---- DATA SUPPLIED

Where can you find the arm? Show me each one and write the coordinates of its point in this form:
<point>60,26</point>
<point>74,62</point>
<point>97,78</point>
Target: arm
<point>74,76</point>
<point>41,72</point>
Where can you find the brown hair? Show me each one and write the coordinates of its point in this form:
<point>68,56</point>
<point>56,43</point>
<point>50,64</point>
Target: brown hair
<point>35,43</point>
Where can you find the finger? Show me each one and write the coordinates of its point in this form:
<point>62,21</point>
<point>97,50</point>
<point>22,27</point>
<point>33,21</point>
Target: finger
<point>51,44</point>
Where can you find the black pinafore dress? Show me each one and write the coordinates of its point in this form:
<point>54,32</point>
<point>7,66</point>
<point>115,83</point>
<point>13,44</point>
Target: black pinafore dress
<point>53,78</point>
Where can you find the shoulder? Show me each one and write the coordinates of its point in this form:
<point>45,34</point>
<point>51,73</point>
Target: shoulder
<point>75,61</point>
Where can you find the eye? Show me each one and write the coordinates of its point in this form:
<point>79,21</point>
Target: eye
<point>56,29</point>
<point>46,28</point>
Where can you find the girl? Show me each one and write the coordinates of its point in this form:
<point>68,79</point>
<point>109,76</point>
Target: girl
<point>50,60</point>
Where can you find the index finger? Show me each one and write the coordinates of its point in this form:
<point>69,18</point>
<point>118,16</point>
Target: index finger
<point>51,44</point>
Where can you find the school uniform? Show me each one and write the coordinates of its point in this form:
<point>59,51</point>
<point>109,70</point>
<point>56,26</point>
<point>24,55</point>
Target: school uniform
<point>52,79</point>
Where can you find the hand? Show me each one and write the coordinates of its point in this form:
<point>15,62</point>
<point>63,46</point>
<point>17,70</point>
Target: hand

--------

WORK INSTRUCTION
Each line of the records should be transcribed without change.

EXERCISE OUTPUT
Where can you find the arm? Show me each one and write the coordinates of its point in this form:
<point>60,26</point>
<point>74,62</point>
<point>97,78</point>
Target: arm
<point>74,76</point>
<point>41,72</point>
Where can you find the brown hair? Show me each one and write the coordinates of its point in this form:
<point>68,56</point>
<point>56,43</point>
<point>50,64</point>
Target: brown hair
<point>35,43</point>
Where can you find the finger? Show me each one and write the coordinates of its point in this form:
<point>62,21</point>
<point>97,50</point>
<point>22,27</point>
<point>33,21</point>
Target: finger
<point>51,44</point>
Where can you find the black pinafore dress? Show me each one and write the coordinates of its point in this form:
<point>54,32</point>
<point>7,66</point>
<point>115,83</point>
<point>13,44</point>
Target: black pinafore dress
<point>53,78</point>
Where can you find the shoulder? Show me each one and write the coordinates of its point in this form:
<point>45,34</point>
<point>51,73</point>
Target: shoulder
<point>75,61</point>
Where can you find the eye? Show me each one and write the coordinates of its point in this form:
<point>79,21</point>
Target: eye
<point>56,29</point>
<point>46,28</point>
Where can you find the girl? Show me each one and write the coordinates of its point in this form:
<point>68,79</point>
<point>109,76</point>
Target: girl
<point>50,60</point>
Where can you find the index finger? Show me each one and write the coordinates of its point in this form:
<point>69,18</point>
<point>118,16</point>
Target: index finger
<point>51,44</point>
Where can you find the school uniform? Show me each one and write the coordinates of its point in this form:
<point>59,51</point>
<point>109,70</point>
<point>56,26</point>
<point>24,55</point>
Target: school uniform
<point>52,79</point>
Where can you find the hand? Show me each one and write the coordinates of its point in this form:
<point>15,62</point>
<point>63,46</point>
<point>17,70</point>
Target: hand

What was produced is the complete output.